WRITTEN REQUEST
How many lines in the listing below contain the string "frame", with case matching exactly? Reply with the number only.

(Items from a labeling collection)
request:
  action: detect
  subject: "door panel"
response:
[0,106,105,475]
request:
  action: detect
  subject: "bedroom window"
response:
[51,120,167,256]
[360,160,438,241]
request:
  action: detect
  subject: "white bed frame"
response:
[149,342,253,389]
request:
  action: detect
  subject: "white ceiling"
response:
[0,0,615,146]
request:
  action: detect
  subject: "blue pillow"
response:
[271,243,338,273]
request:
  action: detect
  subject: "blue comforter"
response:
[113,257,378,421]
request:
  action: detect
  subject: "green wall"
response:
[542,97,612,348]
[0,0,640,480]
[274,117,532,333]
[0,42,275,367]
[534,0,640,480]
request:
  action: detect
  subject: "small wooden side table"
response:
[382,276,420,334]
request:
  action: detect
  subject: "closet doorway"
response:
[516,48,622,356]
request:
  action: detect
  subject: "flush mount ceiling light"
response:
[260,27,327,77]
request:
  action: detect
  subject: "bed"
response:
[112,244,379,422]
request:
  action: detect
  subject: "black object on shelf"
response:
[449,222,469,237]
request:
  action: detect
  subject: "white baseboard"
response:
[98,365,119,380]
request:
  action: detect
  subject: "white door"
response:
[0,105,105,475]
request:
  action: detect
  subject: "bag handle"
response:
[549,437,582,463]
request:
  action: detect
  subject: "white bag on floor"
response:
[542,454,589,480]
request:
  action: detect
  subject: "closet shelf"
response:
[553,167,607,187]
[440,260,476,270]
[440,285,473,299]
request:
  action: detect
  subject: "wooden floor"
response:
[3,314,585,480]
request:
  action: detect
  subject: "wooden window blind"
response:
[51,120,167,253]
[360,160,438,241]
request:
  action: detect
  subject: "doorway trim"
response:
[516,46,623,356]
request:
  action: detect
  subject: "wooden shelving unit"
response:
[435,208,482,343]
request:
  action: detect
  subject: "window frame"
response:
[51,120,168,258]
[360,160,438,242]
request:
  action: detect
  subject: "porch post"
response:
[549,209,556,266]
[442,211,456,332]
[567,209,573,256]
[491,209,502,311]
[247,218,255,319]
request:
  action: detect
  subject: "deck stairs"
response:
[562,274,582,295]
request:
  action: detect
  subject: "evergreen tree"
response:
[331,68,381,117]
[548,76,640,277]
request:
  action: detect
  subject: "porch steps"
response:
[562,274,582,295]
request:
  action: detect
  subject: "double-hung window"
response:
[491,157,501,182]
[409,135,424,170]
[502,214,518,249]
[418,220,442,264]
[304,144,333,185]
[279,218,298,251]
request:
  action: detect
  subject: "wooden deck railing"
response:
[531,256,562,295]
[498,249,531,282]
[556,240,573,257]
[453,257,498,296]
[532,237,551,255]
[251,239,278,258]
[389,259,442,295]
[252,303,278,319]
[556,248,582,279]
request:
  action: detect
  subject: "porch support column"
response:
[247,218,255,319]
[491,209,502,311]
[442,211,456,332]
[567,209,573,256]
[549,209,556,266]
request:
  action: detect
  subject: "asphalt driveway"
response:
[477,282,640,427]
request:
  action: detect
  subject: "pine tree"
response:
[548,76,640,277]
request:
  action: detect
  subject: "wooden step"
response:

THE RESPONSE
2